All the parts necessary to assemble the engine are now made except for the exhaust pipe, fuel assembly, and for a couple of things that are nice, but not necessary to make the engine run.

The assembly starts with the piston, connecting rod, wrist pin and cylinder. I wipe a thin film of oil on all the parts as I assemble them except I put a good drop on the connecting rod at the wrist pin. I just use 20 or 30 weight shop oil.

Assy1.jpg


With the piston, wrist pin and connecting rod assembled, the piston is inserted into the cylinder. The transfer notch on the piston has to face transfer passage on the cylinder.

Assy2.jpg


The cylinder spacer is added to the bottom end of the cylinder and the cylinder is inserted into the crankcase and aligned so the intake and exhaust ports on the cylinder line up with the intake and exhaust openings on the crankcase.

The contra piston is inserted part way into the cylinder and the head bolted down to hold it all in place.

A gasket is placed on the crankshaft/front bearing assembly and it is installed in the front of the crankcase while guiding the connecting rod onto to the crank pin. A good drop of oil here is also a good thing. On V1, this assembly is glued in place with epoxy, so the crankcase and front bearing are cleaned before assembly and epoxy used to secure it all, and no gasket is used. On V2 and V3, assembly is secured with six 0-80 screws.

Assy3.jpg


Gail in NM,USA
 
With the head bolted on, the compression adjustment screw is run into the head until it touches the contra piston. The piston was adjusted to top dead center by rotating the crankshaft and feeling where top dead center was. Then the compression adjustment screw was tightened to move the contra piston down until it touched the piston. Again by feel and by rocking the crankshaft a little bit it was easy to tell when they touched and the screw was backed off until they did not touch.

The space between the top of the cylinder head and the bottom of the head on the compression adjustment screw was measured and a spacer made to fit on the screw was made. The length was made equal to the measured distance plus 0.010 inches. With the spacer in place, the screw can not press the contra piston closer than 0.010 to the piston.

The nominal operating compression ratio of 18:1 had been calculated to be with the contra piston to piston distance of about 0.025 inch. Since the compression screw has a 32 pitch thread, the operating point for the engine should be about 1/2 turn up from bottoming on the spacer.

Gail in NM,USA

compression7.jpg
 
Very nice work GailInNM :bow:
The last couple of close-up pictures nearly makes one forget the cylinder is about your thumb's thickness!

[Pointing and labeling entries]
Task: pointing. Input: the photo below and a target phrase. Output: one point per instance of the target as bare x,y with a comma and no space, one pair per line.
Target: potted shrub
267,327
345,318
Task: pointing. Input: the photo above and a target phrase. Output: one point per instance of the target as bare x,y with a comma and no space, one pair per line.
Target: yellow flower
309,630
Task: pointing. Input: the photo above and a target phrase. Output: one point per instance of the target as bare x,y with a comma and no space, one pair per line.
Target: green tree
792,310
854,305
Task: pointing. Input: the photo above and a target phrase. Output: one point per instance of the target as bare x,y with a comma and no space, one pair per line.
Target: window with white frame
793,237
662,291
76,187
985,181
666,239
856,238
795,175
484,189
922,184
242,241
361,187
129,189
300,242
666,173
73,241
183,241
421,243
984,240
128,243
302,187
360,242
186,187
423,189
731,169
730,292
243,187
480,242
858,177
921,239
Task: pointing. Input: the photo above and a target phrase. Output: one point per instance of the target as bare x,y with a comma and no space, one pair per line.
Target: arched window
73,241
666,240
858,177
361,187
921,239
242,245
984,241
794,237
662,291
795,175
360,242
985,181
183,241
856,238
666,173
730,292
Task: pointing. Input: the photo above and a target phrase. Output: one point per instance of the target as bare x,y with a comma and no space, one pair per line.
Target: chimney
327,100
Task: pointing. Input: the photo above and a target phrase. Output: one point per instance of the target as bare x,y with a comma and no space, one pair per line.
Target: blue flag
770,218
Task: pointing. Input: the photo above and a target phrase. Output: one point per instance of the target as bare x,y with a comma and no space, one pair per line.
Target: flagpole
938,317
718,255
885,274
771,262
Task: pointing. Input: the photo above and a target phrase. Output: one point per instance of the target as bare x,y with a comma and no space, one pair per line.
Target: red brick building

### Tasks to perform
1. Do these statements agree with the engine assembly thread? Answer yes or no for each, quoting the words of the thread that decide it. (a) The transfer notch on the piston must face the transfer passage on the cylinder. (b) On V1, the crankshaft/front bearing assembly is held in with six 0-80 screws. (c) The spacer was made equal to the measured distance plus 0.025 inches.
2. Copy out the stretch of the engine assembly thread from "All the parts necessary" through "on the crankcase.".
3. Carry on the engine assembly thread from the point where it stops.

### Solved problems
1.
(a) Yes: "The transfer notch on the piston has to face transfer passage on the cylinder."
(b) No: "On V1, this assembly is glued in place with epoxy"
(c) No: "The length was made equal to the measured distance plus 0.010 inches."

2.
All the parts necessary to assemble the engine are now made except for the exhaust pipe, fuel assembly, and for a couple of things that are nice, but not necessary to make the engine run.

The assembly starts with the piston, connecting rod, wrist pin and cylinder. I wipe a thin film of oil on all the parts as I assemble them except I put a good drop on the connecting rod at the wrist pin. I just use 20 or 30 weight shop oil.

Assy1.jpg


With the piston, wrist pin and connecting rod assembled, the piston is inserted into the cylinder. The transfer notch on the piston has to face transfer passage on the cylinder.

Assy2.jpg


The cylinder spacer is added to the bottom end of the cylinder and the cylinder is inserted into the crankcase and aligned so the intake and exhaust ports on the cylinder line up with the intake and exhaust openings on the crankcase.

3.
Regards, Arnold
 
Very Nice GailinNM :bow: Can't wait for the run video!!
Tony
 
Thanks Arnold. You got me curious with the thumb comment. I keep forgetting to put a size reference in the photos.
I ran a caliper over my thumb, and it measured 0.95 inch at the joint. The IMP cylinder is 0.87 inch diameter. Overall height is the length of my thumb, close enough. At 5'6" (almost) I am not a very big man so most thumbs will be larger. ;D

Tony,
This WIP is a compilation of three similar engines. It is being done after the fact except for a bit of tinkering and a few parts being made where I was not happy with the first ones.

The first one was run in March and there is a linked video of it at:
http://www.homemodelenginemachinist.com/index.php?topic=4338.0
The other two been run also, but no video shot. I was not planning to post video of V1 and V3 as they are essentially the same engine with different external features and run the same.

Gail in NM,USA
 
In post 62 I detailed how to make the compression limiting sleeve, but I did not give all the reasons for using one. After all, most of the commercial compression ignition engines do not have any means to limit the contra piston position. The only really early popular engines that I remember that did so were the OK Cub engines.

If you read the early operating instructions of the commercial engines, most caution against using an electrical starter. That is fine advice, but if you watched the IMP video you know that I used a starting motor. About a dozen years ago I found that I could either hand prop engines or the next day I could raise my arm enough to do machining in the shop. NOT both.

When hand starting a small engine you can feel if a hydraulic lock is developing or if the compression is set too high. You lose this feel using an starting motor.

On V3 of the IMP, I fitted the piston a little bit loose, but thought I would try running it anyway. Not really loose, just that the pinch point on the piston position was about a tenth of an inch higher than it should be. So the piston was really less than 0.0001 inch too small. Thats too much for small CI engines like the IMP.

Since I was just trying it, I did not make up the compression limiting sleeve. I lost track of the position of the contra piston and ran the compression screw down a little too far while tinkering with start up. Since the con rod is the weakest link in these engines, the photo shows the result. :( :-[

New piston, properly fitted, and a new con ron and all was well. ;D

Gail in NM,USA


Opps1.jpg
 
OUCH - At least you could re-make it!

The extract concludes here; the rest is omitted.